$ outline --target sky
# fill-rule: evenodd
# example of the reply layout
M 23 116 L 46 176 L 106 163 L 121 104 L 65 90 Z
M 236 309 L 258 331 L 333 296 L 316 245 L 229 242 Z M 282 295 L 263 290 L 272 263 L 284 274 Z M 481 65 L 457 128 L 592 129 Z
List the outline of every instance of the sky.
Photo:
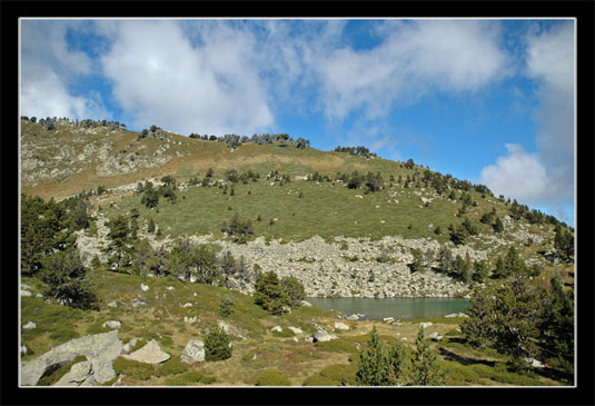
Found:
M 573 19 L 22 19 L 20 115 L 365 146 L 574 226 Z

GIVEN EXERCISE —
Format every line of the records above as a Markdown table with the columns Row and Record line, skipping blank lines and leaving the pictures out of the answer.

ANSWER —
| Row | Record line |
|---|---|
| 1 | $ outline --target sky |
| 2 | # fill-rule: evenodd |
| 3 | # example of the reply layout |
| 4 | M 23 116 L 46 176 L 106 163 L 121 104 L 65 90 Z |
| 5 | M 236 309 L 258 331 L 333 296 L 316 245 L 229 242 Z M 282 295 L 263 290 L 272 263 L 284 274 Z M 481 65 L 457 128 L 592 129 Z |
| 6 | List the outline of every instance of the sky. |
| 7 | Photo: |
| 8 | Found: |
| 9 | M 573 19 L 22 19 L 20 115 L 365 146 L 574 226 Z |